WHAT IS NEEDED> Could you retype the material exactly, starting with the line that contains "of the vertical" and going on through the line that contains "pixel 558 243", and nothing else?

GIVEN RECORDS>

* * *

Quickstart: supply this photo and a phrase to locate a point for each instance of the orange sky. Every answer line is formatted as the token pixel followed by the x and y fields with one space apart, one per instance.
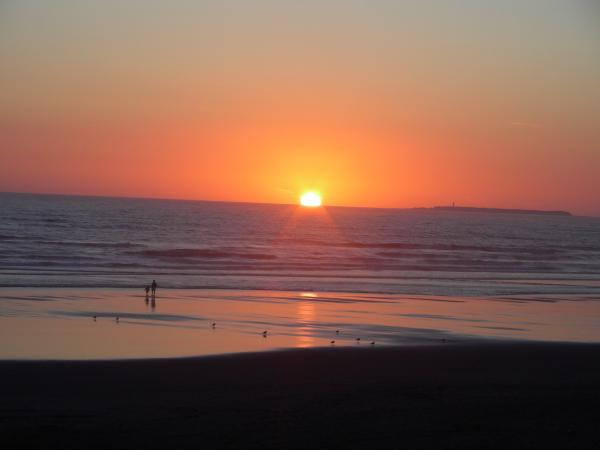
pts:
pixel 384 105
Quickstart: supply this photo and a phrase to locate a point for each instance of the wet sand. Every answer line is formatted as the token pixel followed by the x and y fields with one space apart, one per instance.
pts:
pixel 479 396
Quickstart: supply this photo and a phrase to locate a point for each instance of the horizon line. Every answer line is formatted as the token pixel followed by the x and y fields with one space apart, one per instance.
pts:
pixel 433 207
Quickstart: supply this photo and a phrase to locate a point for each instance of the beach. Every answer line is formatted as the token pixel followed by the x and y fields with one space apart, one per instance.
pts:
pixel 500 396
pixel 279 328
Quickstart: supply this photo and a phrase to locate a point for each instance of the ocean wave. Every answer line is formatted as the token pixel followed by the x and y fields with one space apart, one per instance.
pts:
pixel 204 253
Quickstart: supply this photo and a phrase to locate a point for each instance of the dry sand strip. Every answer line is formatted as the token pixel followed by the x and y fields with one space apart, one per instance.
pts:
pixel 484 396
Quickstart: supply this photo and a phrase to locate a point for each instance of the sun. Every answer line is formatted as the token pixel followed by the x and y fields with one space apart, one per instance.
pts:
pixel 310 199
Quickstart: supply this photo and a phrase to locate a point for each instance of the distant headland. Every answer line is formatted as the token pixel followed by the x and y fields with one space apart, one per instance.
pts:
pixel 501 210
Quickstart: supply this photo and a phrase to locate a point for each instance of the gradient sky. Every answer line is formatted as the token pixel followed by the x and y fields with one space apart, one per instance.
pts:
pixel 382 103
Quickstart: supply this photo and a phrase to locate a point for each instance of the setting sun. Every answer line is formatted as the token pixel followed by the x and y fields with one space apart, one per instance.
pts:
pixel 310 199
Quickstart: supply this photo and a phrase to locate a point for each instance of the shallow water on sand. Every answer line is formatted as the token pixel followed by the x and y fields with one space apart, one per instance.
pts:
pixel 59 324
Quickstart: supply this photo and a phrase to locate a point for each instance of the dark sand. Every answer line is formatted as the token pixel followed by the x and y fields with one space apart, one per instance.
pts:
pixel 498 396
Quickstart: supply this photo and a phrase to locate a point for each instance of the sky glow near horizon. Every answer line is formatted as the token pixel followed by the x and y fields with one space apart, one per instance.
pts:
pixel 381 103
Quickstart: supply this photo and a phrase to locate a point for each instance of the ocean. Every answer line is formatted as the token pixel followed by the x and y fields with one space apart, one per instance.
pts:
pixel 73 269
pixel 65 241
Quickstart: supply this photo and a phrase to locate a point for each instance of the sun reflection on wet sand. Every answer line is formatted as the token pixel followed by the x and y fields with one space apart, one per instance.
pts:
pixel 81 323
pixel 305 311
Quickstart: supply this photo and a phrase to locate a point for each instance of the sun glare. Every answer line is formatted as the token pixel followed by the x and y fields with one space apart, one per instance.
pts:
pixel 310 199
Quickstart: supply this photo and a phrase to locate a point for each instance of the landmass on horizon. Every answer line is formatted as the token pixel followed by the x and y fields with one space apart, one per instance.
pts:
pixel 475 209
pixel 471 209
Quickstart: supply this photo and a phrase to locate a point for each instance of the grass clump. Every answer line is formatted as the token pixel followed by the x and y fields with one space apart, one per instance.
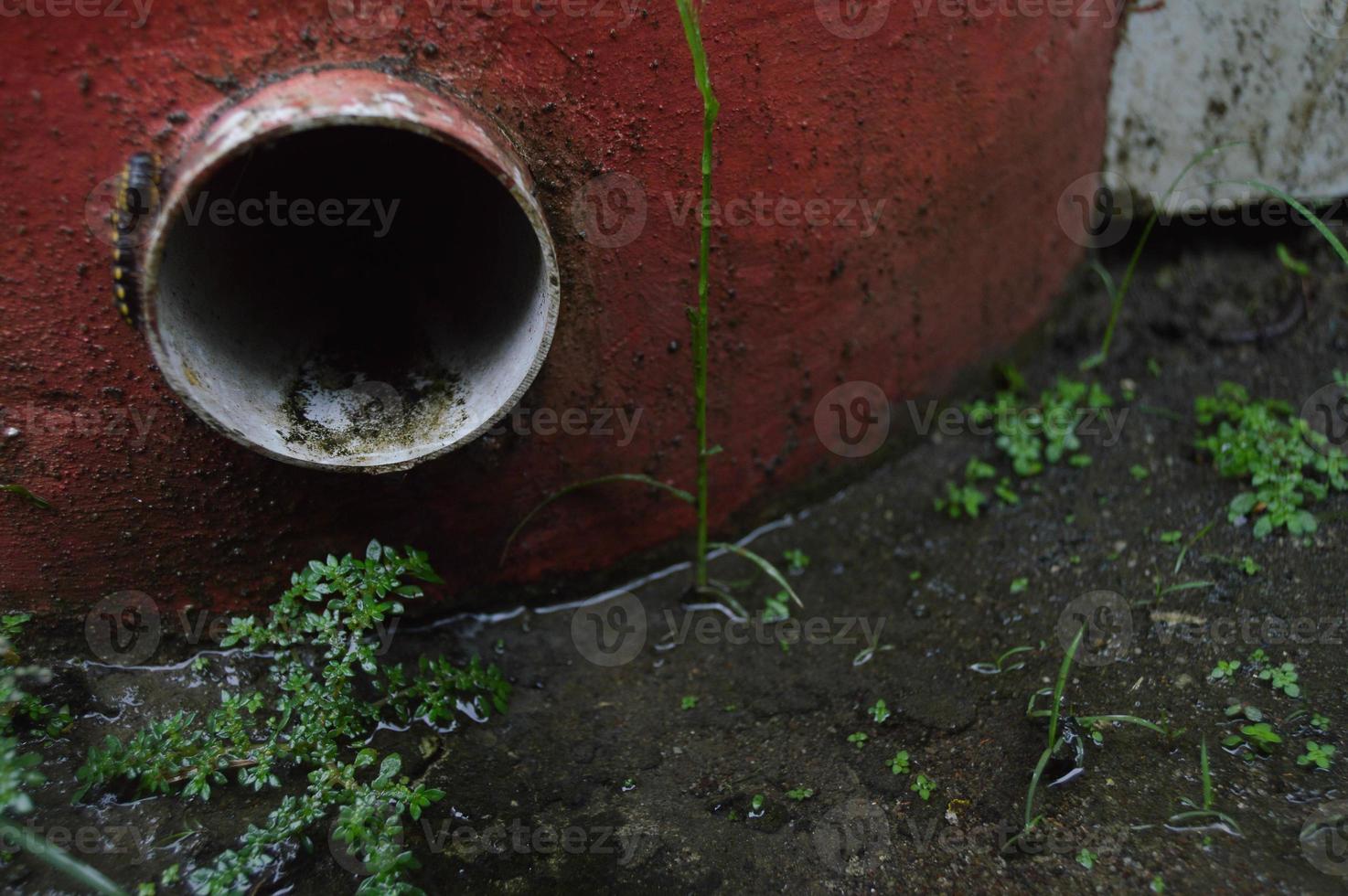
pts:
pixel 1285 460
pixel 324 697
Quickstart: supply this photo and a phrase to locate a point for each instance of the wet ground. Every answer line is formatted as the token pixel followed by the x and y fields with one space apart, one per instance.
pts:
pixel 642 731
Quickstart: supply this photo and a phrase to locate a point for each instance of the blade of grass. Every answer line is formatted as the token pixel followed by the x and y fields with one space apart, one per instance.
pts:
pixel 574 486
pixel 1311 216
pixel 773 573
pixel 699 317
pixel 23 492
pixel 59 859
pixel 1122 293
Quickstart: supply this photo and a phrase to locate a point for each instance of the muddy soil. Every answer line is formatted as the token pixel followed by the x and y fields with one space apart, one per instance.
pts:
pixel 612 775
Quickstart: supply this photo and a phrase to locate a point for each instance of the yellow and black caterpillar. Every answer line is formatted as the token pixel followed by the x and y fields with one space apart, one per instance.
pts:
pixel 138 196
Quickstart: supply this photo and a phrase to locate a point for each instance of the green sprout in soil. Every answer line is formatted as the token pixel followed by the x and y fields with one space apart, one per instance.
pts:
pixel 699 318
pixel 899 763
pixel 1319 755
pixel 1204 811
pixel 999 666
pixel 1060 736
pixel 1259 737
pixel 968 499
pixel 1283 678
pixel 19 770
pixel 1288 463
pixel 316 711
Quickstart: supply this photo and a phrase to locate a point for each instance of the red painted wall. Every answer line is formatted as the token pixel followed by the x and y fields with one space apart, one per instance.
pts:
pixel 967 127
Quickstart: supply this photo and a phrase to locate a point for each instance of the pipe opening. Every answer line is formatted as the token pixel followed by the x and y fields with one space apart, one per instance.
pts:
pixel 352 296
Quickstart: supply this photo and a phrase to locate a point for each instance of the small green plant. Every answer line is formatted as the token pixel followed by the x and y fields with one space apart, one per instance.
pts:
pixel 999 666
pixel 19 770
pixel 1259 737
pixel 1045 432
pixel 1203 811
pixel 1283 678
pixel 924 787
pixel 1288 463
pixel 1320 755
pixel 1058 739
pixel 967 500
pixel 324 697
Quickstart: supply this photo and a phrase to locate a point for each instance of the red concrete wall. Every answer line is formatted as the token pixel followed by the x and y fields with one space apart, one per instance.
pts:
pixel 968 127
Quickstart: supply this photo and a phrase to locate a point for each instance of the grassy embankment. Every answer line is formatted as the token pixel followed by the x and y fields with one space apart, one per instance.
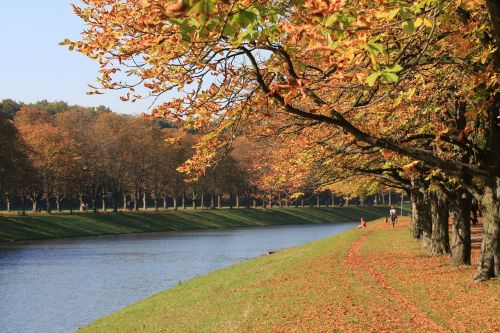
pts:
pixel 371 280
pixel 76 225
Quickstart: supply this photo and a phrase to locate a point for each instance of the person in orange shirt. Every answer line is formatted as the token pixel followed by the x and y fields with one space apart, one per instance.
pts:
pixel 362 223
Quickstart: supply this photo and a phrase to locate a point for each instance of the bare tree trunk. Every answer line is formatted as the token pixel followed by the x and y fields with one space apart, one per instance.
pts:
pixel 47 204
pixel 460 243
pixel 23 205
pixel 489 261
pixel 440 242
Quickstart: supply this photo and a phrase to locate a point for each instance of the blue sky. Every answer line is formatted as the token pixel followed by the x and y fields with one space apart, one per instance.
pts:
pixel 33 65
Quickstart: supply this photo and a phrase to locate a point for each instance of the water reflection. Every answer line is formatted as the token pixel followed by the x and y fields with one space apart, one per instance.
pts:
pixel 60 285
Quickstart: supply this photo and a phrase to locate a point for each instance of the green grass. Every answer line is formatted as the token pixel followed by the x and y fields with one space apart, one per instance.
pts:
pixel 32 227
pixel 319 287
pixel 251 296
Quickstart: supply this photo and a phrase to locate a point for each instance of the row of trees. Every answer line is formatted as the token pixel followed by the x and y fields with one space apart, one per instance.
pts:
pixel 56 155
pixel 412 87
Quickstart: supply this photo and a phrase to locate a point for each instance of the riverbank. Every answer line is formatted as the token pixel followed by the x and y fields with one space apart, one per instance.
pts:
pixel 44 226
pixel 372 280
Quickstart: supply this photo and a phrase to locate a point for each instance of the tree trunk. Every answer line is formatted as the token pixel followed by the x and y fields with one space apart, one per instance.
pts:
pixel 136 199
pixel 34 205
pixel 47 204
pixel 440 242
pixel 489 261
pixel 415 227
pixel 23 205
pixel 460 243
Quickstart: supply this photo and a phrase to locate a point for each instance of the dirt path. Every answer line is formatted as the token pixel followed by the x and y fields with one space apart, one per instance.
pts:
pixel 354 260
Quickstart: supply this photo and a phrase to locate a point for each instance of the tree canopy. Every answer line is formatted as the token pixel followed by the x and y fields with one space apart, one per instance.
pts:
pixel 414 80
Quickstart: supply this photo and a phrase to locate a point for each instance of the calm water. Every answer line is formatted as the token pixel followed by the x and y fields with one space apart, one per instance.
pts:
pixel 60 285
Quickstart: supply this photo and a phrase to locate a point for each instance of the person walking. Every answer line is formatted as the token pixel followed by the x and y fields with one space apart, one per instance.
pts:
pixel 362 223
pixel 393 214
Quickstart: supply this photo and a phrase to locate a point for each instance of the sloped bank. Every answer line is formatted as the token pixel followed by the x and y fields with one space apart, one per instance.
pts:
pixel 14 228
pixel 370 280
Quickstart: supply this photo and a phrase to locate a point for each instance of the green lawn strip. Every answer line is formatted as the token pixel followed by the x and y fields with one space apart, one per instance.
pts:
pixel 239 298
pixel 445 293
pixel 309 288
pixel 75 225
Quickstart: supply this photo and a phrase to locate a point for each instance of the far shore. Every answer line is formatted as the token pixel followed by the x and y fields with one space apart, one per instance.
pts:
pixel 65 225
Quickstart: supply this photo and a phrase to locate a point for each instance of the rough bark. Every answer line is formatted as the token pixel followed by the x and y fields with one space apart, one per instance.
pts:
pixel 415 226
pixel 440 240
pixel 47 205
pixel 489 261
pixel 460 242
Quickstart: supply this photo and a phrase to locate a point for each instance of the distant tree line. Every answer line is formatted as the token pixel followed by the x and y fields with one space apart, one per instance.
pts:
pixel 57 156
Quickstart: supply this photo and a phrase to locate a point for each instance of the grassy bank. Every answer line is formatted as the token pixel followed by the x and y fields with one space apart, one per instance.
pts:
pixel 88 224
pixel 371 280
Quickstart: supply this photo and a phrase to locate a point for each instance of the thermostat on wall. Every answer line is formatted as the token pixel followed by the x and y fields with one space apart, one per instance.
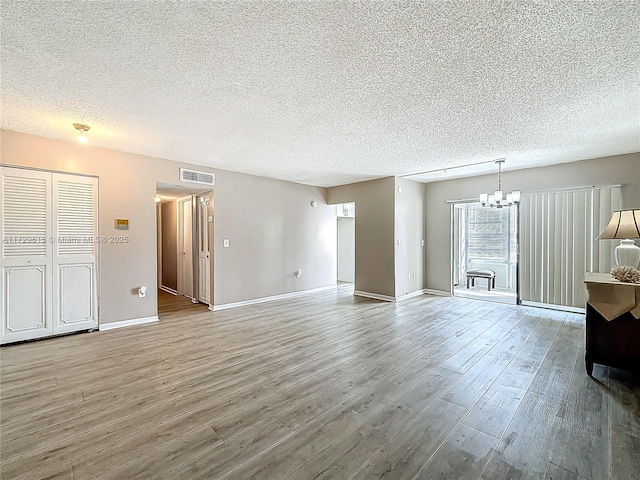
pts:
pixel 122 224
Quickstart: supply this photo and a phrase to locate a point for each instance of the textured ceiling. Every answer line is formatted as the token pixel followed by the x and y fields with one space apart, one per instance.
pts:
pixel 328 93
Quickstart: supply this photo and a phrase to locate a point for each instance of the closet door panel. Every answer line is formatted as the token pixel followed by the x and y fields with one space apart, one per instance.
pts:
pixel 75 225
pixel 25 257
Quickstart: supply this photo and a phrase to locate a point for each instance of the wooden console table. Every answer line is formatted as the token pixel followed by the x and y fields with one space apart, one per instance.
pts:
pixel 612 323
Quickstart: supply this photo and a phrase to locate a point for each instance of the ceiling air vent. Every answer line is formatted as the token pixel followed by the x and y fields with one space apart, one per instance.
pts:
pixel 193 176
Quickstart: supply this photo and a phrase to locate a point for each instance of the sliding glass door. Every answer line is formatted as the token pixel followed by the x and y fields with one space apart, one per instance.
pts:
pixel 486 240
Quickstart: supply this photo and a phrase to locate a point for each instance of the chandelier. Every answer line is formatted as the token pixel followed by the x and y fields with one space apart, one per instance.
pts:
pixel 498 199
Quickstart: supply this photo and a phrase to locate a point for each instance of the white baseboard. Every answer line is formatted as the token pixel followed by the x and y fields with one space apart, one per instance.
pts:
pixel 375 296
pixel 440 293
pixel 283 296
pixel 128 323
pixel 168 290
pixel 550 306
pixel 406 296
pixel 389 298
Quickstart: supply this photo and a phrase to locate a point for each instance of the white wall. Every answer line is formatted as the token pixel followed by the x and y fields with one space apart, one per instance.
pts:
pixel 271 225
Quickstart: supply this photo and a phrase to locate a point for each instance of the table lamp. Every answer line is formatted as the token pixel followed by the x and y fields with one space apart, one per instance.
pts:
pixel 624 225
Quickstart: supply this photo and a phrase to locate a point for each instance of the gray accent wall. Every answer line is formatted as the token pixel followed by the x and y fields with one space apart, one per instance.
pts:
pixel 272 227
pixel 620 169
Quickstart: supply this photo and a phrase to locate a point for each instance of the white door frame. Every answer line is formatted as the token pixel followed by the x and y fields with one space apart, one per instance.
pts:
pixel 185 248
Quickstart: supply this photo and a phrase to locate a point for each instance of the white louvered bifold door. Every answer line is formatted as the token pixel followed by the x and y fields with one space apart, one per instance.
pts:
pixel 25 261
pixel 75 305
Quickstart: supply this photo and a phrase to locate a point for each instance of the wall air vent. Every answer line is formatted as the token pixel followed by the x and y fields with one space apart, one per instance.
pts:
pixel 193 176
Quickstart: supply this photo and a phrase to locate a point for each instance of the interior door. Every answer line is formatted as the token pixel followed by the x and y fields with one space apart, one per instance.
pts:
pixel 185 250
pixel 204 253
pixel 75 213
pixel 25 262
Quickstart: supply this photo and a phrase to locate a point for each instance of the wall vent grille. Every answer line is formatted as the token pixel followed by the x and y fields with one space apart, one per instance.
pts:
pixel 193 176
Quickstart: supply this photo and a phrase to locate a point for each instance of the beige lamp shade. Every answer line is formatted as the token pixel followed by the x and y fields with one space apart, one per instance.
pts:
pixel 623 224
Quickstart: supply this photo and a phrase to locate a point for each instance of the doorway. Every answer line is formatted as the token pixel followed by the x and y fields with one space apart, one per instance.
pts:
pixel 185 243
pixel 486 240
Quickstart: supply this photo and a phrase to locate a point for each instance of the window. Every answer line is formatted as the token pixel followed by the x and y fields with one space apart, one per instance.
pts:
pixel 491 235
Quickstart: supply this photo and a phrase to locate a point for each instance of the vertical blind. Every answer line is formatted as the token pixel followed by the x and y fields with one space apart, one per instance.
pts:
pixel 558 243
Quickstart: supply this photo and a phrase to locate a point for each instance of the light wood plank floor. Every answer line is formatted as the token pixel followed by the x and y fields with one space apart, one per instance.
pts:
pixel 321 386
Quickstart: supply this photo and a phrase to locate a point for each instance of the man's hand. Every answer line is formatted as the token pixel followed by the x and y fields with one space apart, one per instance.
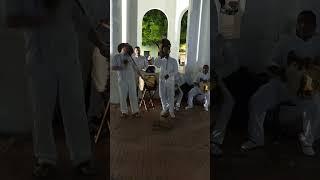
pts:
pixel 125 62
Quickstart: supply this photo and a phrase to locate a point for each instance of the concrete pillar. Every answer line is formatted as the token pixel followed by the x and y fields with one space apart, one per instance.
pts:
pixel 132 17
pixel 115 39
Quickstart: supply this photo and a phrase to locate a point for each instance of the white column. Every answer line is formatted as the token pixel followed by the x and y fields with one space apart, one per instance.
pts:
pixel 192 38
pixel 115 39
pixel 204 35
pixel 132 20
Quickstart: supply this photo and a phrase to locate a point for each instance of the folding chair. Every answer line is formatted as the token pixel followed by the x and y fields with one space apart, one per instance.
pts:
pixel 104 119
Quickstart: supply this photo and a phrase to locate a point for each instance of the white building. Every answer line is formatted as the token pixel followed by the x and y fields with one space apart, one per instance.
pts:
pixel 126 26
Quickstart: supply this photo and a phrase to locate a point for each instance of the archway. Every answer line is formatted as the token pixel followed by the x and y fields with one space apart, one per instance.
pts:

* * *

EXERCISE OUTPUT>
Quickstart: supply this photo and a phrase to locate a point for each instance of the vertical blind. Every answer line is formatted as the token pixel followed by the x and y fields with one space apart, one per instance.
pts:
pixel 558 243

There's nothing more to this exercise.